_PASSAGE FOR REVIEW:_
Embryonic Cells Fight to the Death in Competition to Become Part of the Organism

It's a battle to the death for embryonic cells in the early stages of mammalian development, and only the strongest will survive, according to Spanish researchers at the Centro Nacional de Investigaciones Cardiovasculares (CNIC) who have found that through this battle, the less active of these cells are eliminated by their stronger sisters.

This phenomenon, termed cell competition, occurs in a defined time window, between days three and seven in the development of mice.

During this period, all embryonic cells compete with each other, as explained by Dr. Cristina Claveria, first author of the study, and Dr. Miguel Torres, director of this work and head of the Department of Cardiovascular Development and Repair at CNIC.

"Thanks to cell competition, the developing organism optimizes itself by selecting the cells theoretically more capable of supporting vital functions throughout the life of the new individual," Claveria said in a press release.

According to the authors, this process is particularly key for long-lived organisms, such as humans, in which the functionality of their tissues must be maintained for an extended period of time.

Torres further explains that when cell competition is prevented, cells that normally would have lost the battle go on to contribute to the organism.

"We think, however, that this organism will probably be less capable than the one which would have been formed under normal circumstances," he said.

As it turns out, the researchers are able to determine in advance which cells will win this battle based on their levels of Myc protein, an important controller of cell metabolic capacity. Those with more of it survived, while those with less consistently lost. In addition, using a new technique developed for the production of genetic mosaics, they are capable of manipulating cells' level of the protein and, in doing so, alter the outcome of the fight.

The new study shows that the early embryo is a smorgasbord of cells with varying levels of Myc - that is, until those with higher levels eliminate those found lacking.

However, the scientists caution, it is important to understand that even those that don't make it are viable cells.

"Their removal occurs only because the embryo has more suitable cells able to replace them, and therefore this is an optimization mechanism, not a repair one," they explained.

_WORK TASK:_ Rewrite the article on embryonic cell competition from "Embryonic Cells Fight" to "Repair at CNIC.", with "mice" replaced by "rats". The records aren't needed here.

Natural-language object grounding records:
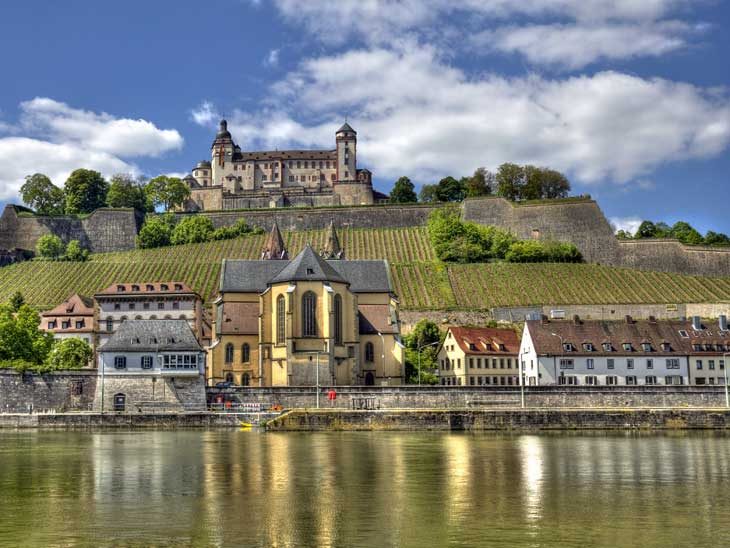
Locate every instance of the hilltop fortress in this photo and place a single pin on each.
(576, 220)
(235, 179)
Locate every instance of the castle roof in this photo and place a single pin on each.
(152, 336)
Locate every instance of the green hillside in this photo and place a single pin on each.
(420, 281)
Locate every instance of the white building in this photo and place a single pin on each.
(605, 353)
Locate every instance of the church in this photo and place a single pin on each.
(317, 318)
(236, 179)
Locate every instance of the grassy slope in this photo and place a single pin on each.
(420, 281)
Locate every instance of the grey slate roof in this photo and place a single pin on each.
(152, 336)
(249, 276)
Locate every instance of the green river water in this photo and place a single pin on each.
(237, 488)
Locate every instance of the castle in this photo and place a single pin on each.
(234, 179)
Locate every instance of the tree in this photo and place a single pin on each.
(479, 184)
(71, 353)
(39, 193)
(510, 180)
(74, 252)
(16, 301)
(192, 230)
(126, 191)
(85, 191)
(403, 192)
(155, 232)
(167, 192)
(50, 246)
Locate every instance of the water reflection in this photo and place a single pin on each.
(230, 488)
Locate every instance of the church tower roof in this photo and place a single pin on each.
(333, 249)
(274, 247)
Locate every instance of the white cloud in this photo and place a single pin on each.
(205, 114)
(574, 46)
(627, 224)
(272, 58)
(102, 132)
(21, 156)
(416, 115)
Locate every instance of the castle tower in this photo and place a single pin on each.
(274, 247)
(333, 249)
(222, 155)
(346, 139)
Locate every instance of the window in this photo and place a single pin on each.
(309, 314)
(370, 353)
(338, 319)
(280, 319)
(566, 364)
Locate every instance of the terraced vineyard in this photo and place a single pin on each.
(420, 281)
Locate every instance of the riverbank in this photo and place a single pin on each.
(318, 420)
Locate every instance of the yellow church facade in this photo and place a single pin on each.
(317, 318)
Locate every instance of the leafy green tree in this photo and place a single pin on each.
(16, 301)
(39, 193)
(74, 252)
(50, 246)
(403, 192)
(167, 192)
(70, 353)
(510, 181)
(126, 191)
(85, 191)
(479, 184)
(155, 232)
(192, 230)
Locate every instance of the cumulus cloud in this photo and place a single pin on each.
(418, 115)
(627, 224)
(60, 123)
(53, 138)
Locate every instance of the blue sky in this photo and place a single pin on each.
(630, 99)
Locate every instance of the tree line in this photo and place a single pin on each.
(681, 230)
(86, 190)
(511, 181)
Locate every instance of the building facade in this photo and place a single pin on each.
(151, 365)
(235, 179)
(147, 301)
(608, 353)
(315, 318)
(479, 356)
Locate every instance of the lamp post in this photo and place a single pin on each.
(419, 358)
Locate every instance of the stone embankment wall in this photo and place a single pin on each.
(102, 231)
(516, 419)
(58, 391)
(437, 397)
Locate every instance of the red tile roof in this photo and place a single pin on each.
(486, 340)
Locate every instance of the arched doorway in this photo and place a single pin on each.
(120, 402)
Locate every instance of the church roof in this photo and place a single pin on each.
(346, 127)
(308, 266)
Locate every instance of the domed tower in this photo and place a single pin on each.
(346, 139)
(222, 154)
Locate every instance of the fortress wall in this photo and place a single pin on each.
(104, 230)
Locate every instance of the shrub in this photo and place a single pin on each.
(192, 230)
(50, 246)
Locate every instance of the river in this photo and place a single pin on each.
(238, 488)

_ANSWER AREA:_
Embryonic Cells Fight to the Death in Competition to Become Part of the Organism

It's a battle to the death for embryonic cells in the early stages of mammalian development, and only the strongest will survive, according to Spanish researchers at the Centro Nacional de Investigaciones Cardiovasculares (CNIC) who have found that through this battle, the less active of these cells are eliminated by their stronger sisters.

This phenomenon, termed cell competition, occurs in a defined time window, between days three and seven in the development of rats.

During this period, all embryonic cells compete with each other, as explained by Dr. Cristina Claveria, first author of the study, and Dr. Miguel Torres, director of this work and head of the Department of Cardiovascular Development and Repair at CNIC.